──────── STUDY TEXT
Residents of Washtenaw County will vote tomorrow on a 0.75 mill property tax increase to fund the construction of an expanded jail and a variety of other changes to the county‘s corrections system. Supporters of the jail millage argue that a larger jail is necessary to deal with chronic overcrowding in the current facility. Some programs that would be funded by the increased millage, particularly improvements to the county’s treatment of mentally ill prisoners, are worthy. However, building larger prisons cannot alleviate the problems caused by a flawed criminal justice system that has seen a four-fold increase nationwide in the prison population since 1980. Voters should reject the tax increase to expand the Washtenaw County Jail and instead demand changes to the strict mandatory sentencing laws for nonviolent offenders that inevitably lead to prison overcrowding.
The proposed millage would raise $314 million over the next 20 years, the vast majority of which would go to pay for the expanded jail. Approximately $48 million would fund an expansion of the county jail and courthouse. A larger jail housing more prisoners would exceed the county’s current corrections budget, and the millage proposal thus includes over $166 million earmarked to operate the expanded jail. After 20 years, the millage will expire, and a millage renewal may be necessary to meet the continued operational costs of a larger jail.
The most promising aspect of the millage is that it would designate $84 million for mental health programs. An estimated one-fourth of Washtenaw County inmates have been diagnosed with some type of mental illness, according to the Ann Arbor News. This problem has worsened because of several closings of mental health facilities by the state. Improving the county’s ability to treat mentally ill prisoners is important, and a millage increase solely for that purpose would certainly deserve the voters’ support.
The mental health provisions, however, constitute little more than a quarter of the funds to be raised by the proposed millage. Fundamentally, this is a proposal about building a larger jail, and the debate should thus focus on the merits of a policy of continual prison expansion.
────────────────
──────── STORED DATA
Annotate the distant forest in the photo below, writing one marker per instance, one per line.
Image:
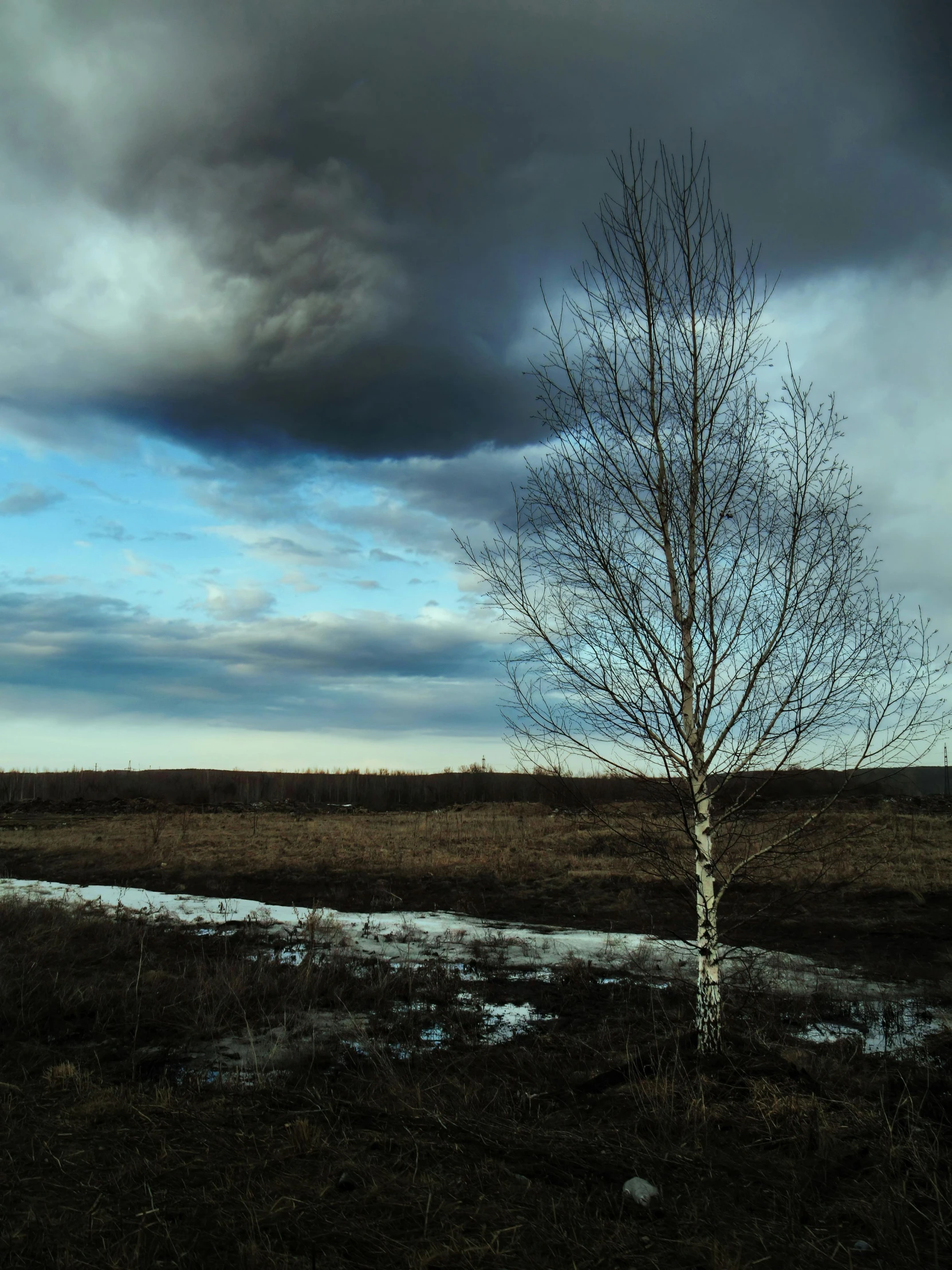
(380, 791)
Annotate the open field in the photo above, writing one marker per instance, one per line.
(886, 898)
(396, 1153)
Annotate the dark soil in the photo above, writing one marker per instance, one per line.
(774, 1154)
(889, 932)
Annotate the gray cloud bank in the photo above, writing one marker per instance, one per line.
(266, 228)
(372, 672)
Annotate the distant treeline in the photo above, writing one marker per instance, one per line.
(381, 791)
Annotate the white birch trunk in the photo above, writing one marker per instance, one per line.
(709, 959)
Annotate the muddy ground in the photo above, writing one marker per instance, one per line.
(399, 1153)
(885, 903)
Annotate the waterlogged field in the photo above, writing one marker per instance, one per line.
(247, 1094)
(885, 898)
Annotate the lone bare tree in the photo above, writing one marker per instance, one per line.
(687, 574)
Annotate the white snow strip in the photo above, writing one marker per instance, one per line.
(415, 935)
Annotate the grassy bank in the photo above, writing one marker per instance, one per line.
(885, 900)
(398, 1153)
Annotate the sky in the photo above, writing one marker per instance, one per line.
(271, 280)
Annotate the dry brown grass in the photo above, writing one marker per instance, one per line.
(890, 846)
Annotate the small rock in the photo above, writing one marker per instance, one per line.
(644, 1194)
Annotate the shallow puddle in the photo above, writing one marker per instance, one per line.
(883, 1018)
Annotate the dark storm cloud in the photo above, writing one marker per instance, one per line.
(267, 228)
(25, 499)
(331, 672)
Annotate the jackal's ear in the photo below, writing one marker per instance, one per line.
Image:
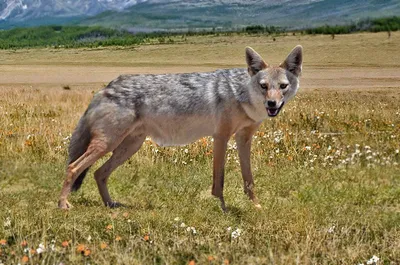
(254, 61)
(294, 61)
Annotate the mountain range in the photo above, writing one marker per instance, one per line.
(143, 15)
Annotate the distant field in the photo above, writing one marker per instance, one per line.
(326, 170)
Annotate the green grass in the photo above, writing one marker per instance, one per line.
(326, 173)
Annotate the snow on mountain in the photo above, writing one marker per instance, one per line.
(33, 9)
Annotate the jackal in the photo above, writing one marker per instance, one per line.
(176, 109)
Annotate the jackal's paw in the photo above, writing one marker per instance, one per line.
(114, 204)
(64, 205)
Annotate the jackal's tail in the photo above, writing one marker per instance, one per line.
(79, 142)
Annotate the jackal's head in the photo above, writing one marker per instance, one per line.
(276, 84)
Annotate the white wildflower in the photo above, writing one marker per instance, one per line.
(236, 233)
(7, 222)
(191, 229)
(373, 260)
(331, 229)
(40, 249)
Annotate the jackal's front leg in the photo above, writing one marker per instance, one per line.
(220, 144)
(243, 141)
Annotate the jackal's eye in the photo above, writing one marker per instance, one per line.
(264, 86)
(283, 86)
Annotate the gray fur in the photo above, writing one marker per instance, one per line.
(177, 109)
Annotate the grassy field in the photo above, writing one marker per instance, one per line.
(326, 170)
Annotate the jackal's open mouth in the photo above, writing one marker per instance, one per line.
(272, 112)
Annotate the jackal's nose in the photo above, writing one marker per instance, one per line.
(271, 103)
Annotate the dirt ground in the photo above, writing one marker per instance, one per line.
(356, 61)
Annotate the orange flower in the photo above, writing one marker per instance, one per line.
(103, 246)
(80, 248)
(87, 252)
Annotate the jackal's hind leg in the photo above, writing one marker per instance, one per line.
(97, 148)
(128, 147)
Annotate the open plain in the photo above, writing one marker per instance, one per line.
(326, 169)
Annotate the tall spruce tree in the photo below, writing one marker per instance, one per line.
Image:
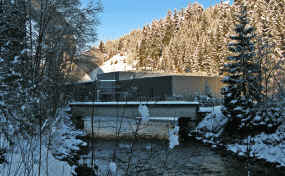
(242, 90)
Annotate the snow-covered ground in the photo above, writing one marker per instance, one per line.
(25, 163)
(270, 147)
(115, 63)
(23, 158)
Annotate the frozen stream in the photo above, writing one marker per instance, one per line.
(153, 158)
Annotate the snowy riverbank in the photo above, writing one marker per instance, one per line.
(268, 147)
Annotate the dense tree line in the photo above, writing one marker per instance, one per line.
(38, 42)
(254, 76)
(194, 39)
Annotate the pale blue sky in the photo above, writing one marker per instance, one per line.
(122, 16)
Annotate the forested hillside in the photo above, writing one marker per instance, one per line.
(195, 39)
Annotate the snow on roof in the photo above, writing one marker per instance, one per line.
(136, 103)
(116, 63)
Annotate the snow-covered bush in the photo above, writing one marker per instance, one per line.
(65, 142)
(212, 126)
(267, 118)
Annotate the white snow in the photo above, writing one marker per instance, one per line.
(113, 168)
(143, 110)
(20, 162)
(173, 137)
(116, 63)
(134, 103)
(212, 124)
(270, 147)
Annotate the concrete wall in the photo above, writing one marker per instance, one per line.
(191, 85)
(148, 87)
(121, 127)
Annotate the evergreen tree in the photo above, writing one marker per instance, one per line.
(242, 89)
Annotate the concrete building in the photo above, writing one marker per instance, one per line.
(157, 86)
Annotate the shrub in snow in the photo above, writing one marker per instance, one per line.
(173, 137)
(212, 126)
(65, 142)
(242, 88)
(143, 110)
(267, 118)
(113, 168)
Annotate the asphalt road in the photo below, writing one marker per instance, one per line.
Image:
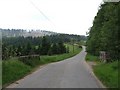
(70, 73)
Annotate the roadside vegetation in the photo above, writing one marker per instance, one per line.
(16, 68)
(106, 72)
(103, 42)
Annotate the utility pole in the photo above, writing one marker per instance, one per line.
(73, 44)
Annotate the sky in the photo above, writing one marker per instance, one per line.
(62, 16)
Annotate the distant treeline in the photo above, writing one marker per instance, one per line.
(103, 35)
(46, 45)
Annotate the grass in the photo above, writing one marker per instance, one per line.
(90, 57)
(106, 72)
(15, 69)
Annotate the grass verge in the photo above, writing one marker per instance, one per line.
(15, 69)
(106, 72)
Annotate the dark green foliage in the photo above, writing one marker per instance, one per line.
────────────────
TASK SET >>
a. Retype the part of the jail millage editorial above that begins at the words "The most promising" and ends after the words "the voters’ support.".
b. Summarize the jail millage editorial above in two sentences.

TASK-BY-TASK RESULTS >>
a.
The most promising aspect of the millage is that it would designate $84 million for mental health programs. An estimated one-fourth of Washtenaw County inmates have been diagnosed with some type of mental illness, according to the Ann Arbor News. This problem has worsened because of several closings of mental health facilities by the state. Improving the county’s ability to treat mentally ill prisoners is important, and a millage increase solely for that purpose would certainly deserve the voters’ support.

b. Washtenaw County residents will vote on a 0.75 mill property tax increase that would raise $314 million over 20 years, most of it to build and operate an expanded jail, with $84 million for mental health programs. The editorial argues that voters should reject it because larger jails cannot fix a flawed criminal justice system, and should instead demand changes to strict mandatory sentencing laws for nonviolent offenders.